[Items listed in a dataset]

BEGIN

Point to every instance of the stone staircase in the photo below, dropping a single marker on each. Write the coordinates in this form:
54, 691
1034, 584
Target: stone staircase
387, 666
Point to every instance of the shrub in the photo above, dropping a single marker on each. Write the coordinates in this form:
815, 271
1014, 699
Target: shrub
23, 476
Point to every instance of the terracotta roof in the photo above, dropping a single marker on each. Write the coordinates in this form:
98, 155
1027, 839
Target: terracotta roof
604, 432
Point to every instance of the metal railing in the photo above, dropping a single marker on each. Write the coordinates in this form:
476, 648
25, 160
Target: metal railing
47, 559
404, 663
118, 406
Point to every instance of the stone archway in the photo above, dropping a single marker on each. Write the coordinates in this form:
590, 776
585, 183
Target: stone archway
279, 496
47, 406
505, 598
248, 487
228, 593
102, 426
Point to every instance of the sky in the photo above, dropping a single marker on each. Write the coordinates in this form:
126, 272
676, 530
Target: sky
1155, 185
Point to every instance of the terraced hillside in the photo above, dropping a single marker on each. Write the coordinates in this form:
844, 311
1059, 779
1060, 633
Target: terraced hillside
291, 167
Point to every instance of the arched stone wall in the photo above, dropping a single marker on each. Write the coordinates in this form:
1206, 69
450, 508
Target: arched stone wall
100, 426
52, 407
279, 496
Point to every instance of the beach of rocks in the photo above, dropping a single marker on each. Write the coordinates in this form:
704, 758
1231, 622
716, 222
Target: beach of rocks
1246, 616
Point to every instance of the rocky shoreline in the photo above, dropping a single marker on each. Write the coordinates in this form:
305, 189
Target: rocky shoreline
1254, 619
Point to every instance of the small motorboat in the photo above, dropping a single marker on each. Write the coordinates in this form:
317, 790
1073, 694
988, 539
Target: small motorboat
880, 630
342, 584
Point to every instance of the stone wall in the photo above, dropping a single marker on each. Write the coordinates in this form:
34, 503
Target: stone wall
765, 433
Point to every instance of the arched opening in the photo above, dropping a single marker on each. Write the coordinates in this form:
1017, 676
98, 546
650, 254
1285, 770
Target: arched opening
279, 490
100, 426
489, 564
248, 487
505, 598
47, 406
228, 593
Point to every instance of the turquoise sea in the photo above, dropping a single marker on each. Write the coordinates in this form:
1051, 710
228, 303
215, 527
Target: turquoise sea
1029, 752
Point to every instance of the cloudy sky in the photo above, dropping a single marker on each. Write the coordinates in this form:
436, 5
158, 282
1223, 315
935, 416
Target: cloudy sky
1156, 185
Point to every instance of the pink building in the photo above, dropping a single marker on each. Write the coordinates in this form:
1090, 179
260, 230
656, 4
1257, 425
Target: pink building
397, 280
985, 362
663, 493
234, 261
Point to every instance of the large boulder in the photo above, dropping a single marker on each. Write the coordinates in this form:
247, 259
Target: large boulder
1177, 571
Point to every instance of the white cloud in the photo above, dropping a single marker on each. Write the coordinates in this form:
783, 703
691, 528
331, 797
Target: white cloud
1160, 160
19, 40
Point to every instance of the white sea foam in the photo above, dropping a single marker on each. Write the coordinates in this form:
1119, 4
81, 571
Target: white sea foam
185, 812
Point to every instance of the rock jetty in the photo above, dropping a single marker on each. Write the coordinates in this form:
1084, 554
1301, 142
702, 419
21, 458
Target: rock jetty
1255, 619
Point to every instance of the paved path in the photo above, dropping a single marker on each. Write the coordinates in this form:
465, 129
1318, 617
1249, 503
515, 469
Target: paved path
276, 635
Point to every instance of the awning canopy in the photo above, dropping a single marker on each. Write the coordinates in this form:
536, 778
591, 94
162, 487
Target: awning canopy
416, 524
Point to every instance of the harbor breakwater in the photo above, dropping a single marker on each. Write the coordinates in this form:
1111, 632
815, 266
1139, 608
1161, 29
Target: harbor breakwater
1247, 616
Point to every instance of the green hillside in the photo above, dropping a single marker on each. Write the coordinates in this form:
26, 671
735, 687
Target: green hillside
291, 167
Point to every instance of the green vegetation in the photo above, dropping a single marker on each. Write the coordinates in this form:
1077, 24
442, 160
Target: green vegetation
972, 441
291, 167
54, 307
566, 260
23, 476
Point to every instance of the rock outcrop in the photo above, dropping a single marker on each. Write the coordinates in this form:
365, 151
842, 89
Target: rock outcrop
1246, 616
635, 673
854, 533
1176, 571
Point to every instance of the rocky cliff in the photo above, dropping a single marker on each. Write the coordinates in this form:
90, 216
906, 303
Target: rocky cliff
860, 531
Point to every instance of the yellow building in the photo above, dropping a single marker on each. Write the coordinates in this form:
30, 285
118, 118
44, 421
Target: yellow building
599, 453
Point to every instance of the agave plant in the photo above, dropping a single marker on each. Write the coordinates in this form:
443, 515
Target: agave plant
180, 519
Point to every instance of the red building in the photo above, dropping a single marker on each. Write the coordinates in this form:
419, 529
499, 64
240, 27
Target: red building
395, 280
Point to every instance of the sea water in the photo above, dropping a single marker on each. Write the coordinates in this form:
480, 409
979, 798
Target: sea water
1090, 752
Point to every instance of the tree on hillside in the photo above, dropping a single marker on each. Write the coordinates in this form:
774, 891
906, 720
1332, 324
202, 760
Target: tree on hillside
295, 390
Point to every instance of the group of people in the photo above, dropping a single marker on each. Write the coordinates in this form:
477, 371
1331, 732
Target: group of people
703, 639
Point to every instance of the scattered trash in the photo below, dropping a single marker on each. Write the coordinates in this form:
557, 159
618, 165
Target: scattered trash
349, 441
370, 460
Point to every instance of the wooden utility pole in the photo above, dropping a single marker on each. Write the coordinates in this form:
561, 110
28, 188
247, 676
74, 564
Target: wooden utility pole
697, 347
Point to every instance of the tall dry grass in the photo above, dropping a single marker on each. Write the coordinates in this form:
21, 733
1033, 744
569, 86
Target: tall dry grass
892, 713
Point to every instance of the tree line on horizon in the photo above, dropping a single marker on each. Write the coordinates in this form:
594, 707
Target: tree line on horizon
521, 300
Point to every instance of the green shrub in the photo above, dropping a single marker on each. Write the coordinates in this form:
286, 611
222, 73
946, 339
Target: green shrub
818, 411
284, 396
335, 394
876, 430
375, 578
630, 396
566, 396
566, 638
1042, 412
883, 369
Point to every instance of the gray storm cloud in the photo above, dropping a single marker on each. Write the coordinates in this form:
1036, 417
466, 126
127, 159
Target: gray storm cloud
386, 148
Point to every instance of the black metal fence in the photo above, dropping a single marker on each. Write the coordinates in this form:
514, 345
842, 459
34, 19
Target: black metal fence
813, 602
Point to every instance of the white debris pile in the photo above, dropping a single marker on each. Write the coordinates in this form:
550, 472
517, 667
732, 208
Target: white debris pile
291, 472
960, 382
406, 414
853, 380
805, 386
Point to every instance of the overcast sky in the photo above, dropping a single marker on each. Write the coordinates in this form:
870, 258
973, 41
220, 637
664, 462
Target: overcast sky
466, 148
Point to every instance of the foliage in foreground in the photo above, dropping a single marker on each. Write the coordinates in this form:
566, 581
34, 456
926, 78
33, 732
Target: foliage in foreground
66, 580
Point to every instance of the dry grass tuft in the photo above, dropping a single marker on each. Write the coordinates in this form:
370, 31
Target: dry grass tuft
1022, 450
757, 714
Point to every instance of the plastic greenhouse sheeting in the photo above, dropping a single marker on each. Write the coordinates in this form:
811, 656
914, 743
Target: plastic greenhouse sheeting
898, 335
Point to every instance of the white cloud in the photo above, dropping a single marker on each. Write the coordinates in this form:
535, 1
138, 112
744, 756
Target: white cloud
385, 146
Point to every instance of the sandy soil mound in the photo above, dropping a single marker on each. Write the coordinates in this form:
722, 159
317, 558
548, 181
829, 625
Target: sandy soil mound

END

Every line of the data should be output exactly as it was given.

_COMPLETED TASK_
Point to every instance of the stone staircase in the photo below, dropping a single marker on each. Write the coordinates in this form:
54, 691
1034, 584
Target: stone staircase
387, 666
Point to every instance of the shrub in the photo above, dropping a single marker on each. Write the coordinates in this form:
815, 271
1014, 699
Target: shrub
23, 476
Point to every instance of the terracotta roof in the photo above, dropping a single marker on each. Write the coordinates in this form:
98, 155
1027, 839
Target: terracotta roof
604, 432
Point to every instance of the metal railing in the photo above, dropping a single marker on each. Write the coordinates in this form:
476, 648
25, 160
Target: metal railing
47, 559
404, 663
118, 406
Point to every instance of the stone archway in the photo above, dropping a single marker on each. Write the coordinates in this form:
590, 776
585, 183
Target: stone archway
279, 496
47, 406
505, 598
248, 487
228, 593
102, 426
Point to every instance of the sky in the photo above, dropping a single marker on each. Write the coordinates in this form:
126, 272
676, 530
Target: sky
1155, 185
Point to every instance of the terraced hillside in the photo above, dropping a single marker on each. Write the coordinates in this form:
844, 311
1059, 779
1060, 633
Target: terraced hillside
291, 167
Point to every instance of the arched stone wall in the photo above, dropping a single marker on each. Write the coordinates in this form:
1206, 69
450, 508
Target: arched stone wall
100, 426
52, 407
279, 496
Point to every instance of the beach of rocks in the photo above, dropping a single marker on each. Write the coordinates in this form:
704, 758
1231, 622
716, 222
Target: beach of rocks
1246, 616
Point to every instance of the rocky shoreline in the photo above, dropping a single marker on each. Write the coordinates in this form:
305, 189
Target: rocky shoreline
1254, 619
Point to every instance of the small motorboat in the photo above, dropping a single marker on each. Write the coordinates in this form:
317, 790
1073, 694
988, 539
Target: small motorboat
880, 630
342, 584
Point to every instance of the stone wall in the photo above, dropping a single marker on each. Write the coordinates in this form:
34, 503
Target: stone wall
765, 433
Point to every instance of the arched opening in the photo above, dropping a single marker on each. Write the coordinates in this form:
1017, 676
98, 546
650, 254
1285, 770
Target: arched opening
279, 490
100, 426
489, 564
248, 487
505, 598
47, 406
228, 593
Point to every instance of the turquoise sea in the photo above, dropping a single marker on each. Write the coordinates in this form:
1051, 710
228, 303
215, 527
Target: turquoise sea
1029, 752
Point to every instance of the cloudy sky in the photo above, dropping a single marker on each. Write the coordinates in this form:
436, 5
158, 282
1223, 315
935, 416
Target: cloudy sky
1156, 185
Point to every instance of the pink building in the photo above, dropping a single marker on each. Write the coordinates in this form:
1090, 179
260, 230
656, 4
1257, 425
Target: pink building
397, 280
985, 362
663, 493
234, 261
Point to every instance of the large boulder in the photo above, dropping a single marker on each. Write the coordinates in this form:
247, 259
Target: large boulder
1177, 571
Point to every instance of the white cloud in the photo above, dropping a single marker on each. Write the coordinates in this form:
783, 703
691, 528
331, 797
Target: white cloud
1160, 160
19, 40
Point to every instance of the white sea foam in the photo above, dropping a single marker on each. Write the coordinates in this form:
1119, 4
81, 571
Target: white sea foam
185, 812
Point to every instance of the rock jetty in the photo above, dropping a single marker on each. Write the coordinates in this form:
1084, 554
1301, 142
702, 419
21, 458
Target: rock jetty
1255, 619
Point to every instance of the paved path in the photo above, dropping a single marker on each. Write the coordinates in this form:
465, 129
1318, 617
1249, 503
515, 469
Target: paved path
276, 635
Point to every instance of the awning canopy in the photo above, dropping a single marker on each. Write the coordinates in this form:
536, 778
591, 94
162, 487
Target: awning canopy
416, 524
Point to every instance of the harbor breakwater in the photo above, dropping a single marker on each. Write the coordinates in this form:
1111, 632
815, 266
1139, 608
1161, 29
Target: harbor breakwater
1247, 616
Point to every instance of the green hillside in the photo above, dropping a single marker on each. Write the coordinates in this form:
26, 671
735, 687
Target: green hillside
291, 167
Point to every instance of the green vegetation in the photo above, dropping a single marker on each. Write the coordinates in this form:
1077, 24
442, 160
Target: green vegetation
972, 441
291, 167
54, 307
566, 260
23, 476
Point to every instance of the rock outcrop in the photo above, dropping a single marker on each. Write the coordinates in this form:
365, 151
842, 89
Target: rock outcrop
1246, 616
635, 673
854, 533
1176, 571
Point to every instance of the rocky cliff in the photo above, dropping a single marker on each. Write the coordinates in this form:
90, 216
906, 303
Target: rocky cliff
860, 531
Point to every instance of the yellow building in the photo above, dropping a single marker on each. Write the coordinates in this form:
30, 285
118, 118
44, 421
Target: yellow building
599, 453
Point to every instance of the agave plant in the photo above, dropping a single marker on each. Write the coordinates in this form:
443, 515
Target: agave plant
180, 519
Point to every instance of the red building in the photo above, dropping a single marker on each. Write the coordinates in this form:
419, 529
499, 64
240, 27
Target: red building
395, 280
Point to every instance of the sea water in the photo above, dropping a single marker on each. Write the coordinates in this form:
480, 409
979, 798
Target: sea water
1090, 752
Point to every instance of the tree on hillside in the photo above, dropping a single marker on each. Write the coordinates in this form:
774, 891
906, 720
1332, 324
202, 760
Target: tree on hillside
295, 390
Point to every instance of the group of people in the photo above, dropping a single marker on each. Write the coordinates in this form:
477, 371
1331, 732
Target: group of people
703, 639
Point to every instance of the scattered trash in the photo below, dropping a single marker on each. Write the coordinates in this form:
557, 159
618, 165
Target: scattered trash
349, 441
370, 460
Point to every instance of the wooden utility pole in the photo above, dropping a single marker on each. Write the coordinates in this form:
561, 110
28, 188
247, 676
74, 564
Target: wooden utility pole
697, 347
Point to every instance of the tall dry grass in the photo above, dropping a single marker on each. Write the coordinates in this form:
21, 733
1033, 744
569, 86
Target: tall dry grass
892, 713
Point to every instance of the tree line on horizon in the photo above, dropping a single marker on each. Write the coordinates in this form:
594, 707
Target: tree line on horizon
521, 300
Point to every instance of the green shrub in the photo above, dropping a single marker on each. Write the coordinates in this form:
286, 611
222, 73
946, 339
Target: green shrub
818, 411
284, 396
335, 394
876, 430
375, 578
630, 396
566, 396
566, 638
1042, 412
883, 369
Point to every instance of the gray storm cloud in the photo above, dropping a single marker on each. Write the coordinates in this form:
1036, 417
466, 126
127, 159
Target: gray storm cloud
386, 148
Point to every instance of the black metal fence in the photo above, dropping a single marker on each. Write the coordinates in this form:
514, 345
842, 459
34, 19
Target: black metal fence
813, 602
Point to every instance of the white debris pile in the photo above, dropping a single marker on each. Write the coordinates in this form:
550, 472
517, 667
732, 208
Target: white debris pile
291, 472
960, 382
406, 414
853, 380
805, 386
Point to every instance of the overcast sky in the photo above, dropping a single marker on each. Write the coordinates in this form:
870, 258
973, 41
220, 637
664, 462
Target: overcast sky
466, 148
Point to every instance of the foliage in foreground in the photo above, dropping a single marker on each. Write the coordinates in this form:
566, 581
34, 456
926, 78
33, 732
Target: foliage in foreground
66, 580
Point to every instance of the dry grass tuft in the photo above, dropping a single marker on each. Write the coordinates in this form:
370, 31
Target: dry grass tuft
1022, 450
757, 714
Point to every instance of the plastic greenhouse sheeting in the photo above, dropping a single marker on each. Write the coordinates in this form:
811, 656
914, 743
Target: plastic greenhouse sheeting
898, 335
Point to every instance of the white cloud in the photo above, dropping a single marker on each. Write the coordinates in this form:
535, 1
138, 112
744, 756
Target: white cloud
385, 146
Point to every instance of the sandy soil mound in the photo above, dropping a single marker on each. Write the coordinates in this form:
722, 159
317, 558
548, 181
829, 625
Target: sandy soil mound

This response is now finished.